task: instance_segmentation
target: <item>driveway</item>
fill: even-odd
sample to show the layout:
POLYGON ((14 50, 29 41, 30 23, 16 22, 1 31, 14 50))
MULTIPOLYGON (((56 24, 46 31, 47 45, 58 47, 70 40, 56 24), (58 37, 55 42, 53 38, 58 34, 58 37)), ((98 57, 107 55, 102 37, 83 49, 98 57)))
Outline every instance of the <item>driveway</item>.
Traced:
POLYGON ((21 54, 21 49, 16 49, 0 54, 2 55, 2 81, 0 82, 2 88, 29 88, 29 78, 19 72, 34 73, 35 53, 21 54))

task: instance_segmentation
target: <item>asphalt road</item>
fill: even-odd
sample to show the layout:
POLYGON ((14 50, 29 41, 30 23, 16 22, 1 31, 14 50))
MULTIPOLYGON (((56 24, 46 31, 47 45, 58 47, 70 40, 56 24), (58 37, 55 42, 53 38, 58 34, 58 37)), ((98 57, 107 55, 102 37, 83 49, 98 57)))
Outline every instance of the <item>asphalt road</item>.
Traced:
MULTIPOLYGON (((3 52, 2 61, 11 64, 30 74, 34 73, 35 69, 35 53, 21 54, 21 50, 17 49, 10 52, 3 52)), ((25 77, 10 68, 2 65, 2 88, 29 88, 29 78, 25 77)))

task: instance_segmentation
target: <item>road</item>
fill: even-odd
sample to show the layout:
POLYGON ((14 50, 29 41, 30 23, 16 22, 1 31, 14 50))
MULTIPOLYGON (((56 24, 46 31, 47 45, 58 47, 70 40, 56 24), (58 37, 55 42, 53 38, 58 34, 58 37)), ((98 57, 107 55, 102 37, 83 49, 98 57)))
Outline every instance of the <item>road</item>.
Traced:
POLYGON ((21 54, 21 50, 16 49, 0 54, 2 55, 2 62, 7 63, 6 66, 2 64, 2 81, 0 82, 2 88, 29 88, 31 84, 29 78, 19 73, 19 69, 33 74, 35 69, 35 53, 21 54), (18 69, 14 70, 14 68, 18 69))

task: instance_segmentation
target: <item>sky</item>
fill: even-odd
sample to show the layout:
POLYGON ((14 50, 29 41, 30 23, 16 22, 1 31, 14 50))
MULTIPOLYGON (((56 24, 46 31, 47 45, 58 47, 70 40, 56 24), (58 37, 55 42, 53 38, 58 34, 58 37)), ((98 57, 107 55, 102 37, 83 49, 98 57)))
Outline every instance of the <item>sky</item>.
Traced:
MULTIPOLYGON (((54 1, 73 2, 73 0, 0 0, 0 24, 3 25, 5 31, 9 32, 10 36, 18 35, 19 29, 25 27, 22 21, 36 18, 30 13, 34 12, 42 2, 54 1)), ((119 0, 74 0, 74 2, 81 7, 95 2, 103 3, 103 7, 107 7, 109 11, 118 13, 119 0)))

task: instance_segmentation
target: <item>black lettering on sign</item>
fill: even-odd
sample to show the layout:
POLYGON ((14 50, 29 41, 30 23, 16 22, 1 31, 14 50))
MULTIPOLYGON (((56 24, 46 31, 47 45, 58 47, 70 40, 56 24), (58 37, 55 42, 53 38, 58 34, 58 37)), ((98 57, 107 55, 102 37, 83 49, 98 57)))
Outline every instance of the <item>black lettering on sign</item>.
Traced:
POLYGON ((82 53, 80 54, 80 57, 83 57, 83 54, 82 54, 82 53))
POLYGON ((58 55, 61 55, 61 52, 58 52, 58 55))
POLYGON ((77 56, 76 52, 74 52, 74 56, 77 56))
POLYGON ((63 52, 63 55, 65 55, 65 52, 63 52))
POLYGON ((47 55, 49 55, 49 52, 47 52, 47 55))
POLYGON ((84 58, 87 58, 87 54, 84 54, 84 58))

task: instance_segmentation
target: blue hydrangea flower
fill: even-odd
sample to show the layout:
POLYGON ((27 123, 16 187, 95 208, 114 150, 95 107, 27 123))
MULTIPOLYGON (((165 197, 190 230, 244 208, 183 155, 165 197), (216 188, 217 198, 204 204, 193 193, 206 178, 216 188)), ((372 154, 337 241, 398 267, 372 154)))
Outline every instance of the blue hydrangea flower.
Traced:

- YOUR GOAL: Copy out everything from the start of the rows down to the line that contains "POLYGON ((21 54, 21 50, 16", including that line.

- ANSWER TO THE EXERCISE:
task: instance_segmentation
target: <item>driveway</item>
fill: even-odd
sample to show the layout:
POLYGON ((14 50, 29 41, 30 23, 16 22, 1 31, 14 50))
MULTIPOLYGON (((56 24, 46 31, 47 45, 58 47, 70 40, 56 24), (58 37, 55 42, 53 38, 58 34, 58 37)), ((98 57, 107 55, 102 37, 83 49, 98 57)))
Outline every instance of the <item>driveway</item>.
Traced:
POLYGON ((21 54, 21 49, 16 49, 0 54, 2 55, 2 81, 0 82, 2 88, 29 88, 29 78, 19 72, 34 73, 35 53, 21 54))

task: instance_segmentation
target: <item>asphalt road</item>
fill: even-odd
sample to show the layout:
POLYGON ((14 50, 29 41, 30 23, 16 22, 1 31, 14 50))
MULTIPOLYGON (((56 24, 46 31, 47 45, 58 47, 70 40, 56 24), (58 37, 55 42, 53 38, 58 34, 58 37)), ((98 57, 107 55, 102 37, 83 49, 98 57)))
Outline every instance of the <item>asphalt road</item>.
Traced:
MULTIPOLYGON (((3 52, 2 61, 11 64, 30 74, 34 73, 35 69, 35 53, 21 54, 21 50, 17 49, 10 52, 3 52)), ((25 77, 10 68, 2 65, 2 88, 29 88, 29 78, 25 77)))

task: instance_segmentation
target: <item>road</item>
fill: even-odd
sample to show the layout:
POLYGON ((14 50, 29 41, 30 23, 16 22, 1 31, 14 50))
MULTIPOLYGON (((56 24, 46 31, 47 45, 58 47, 70 40, 56 24), (58 37, 55 42, 53 38, 58 34, 58 37)), ((98 57, 107 55, 102 37, 83 49, 98 57)))
Outline every instance of the <item>road</item>.
Traced:
POLYGON ((21 54, 21 50, 16 49, 0 54, 2 55, 2 62, 7 63, 6 66, 2 64, 2 81, 0 82, 2 88, 29 88, 31 84, 29 78, 19 73, 19 69, 33 74, 35 69, 35 53, 21 54), (18 69, 14 70, 14 68, 18 69))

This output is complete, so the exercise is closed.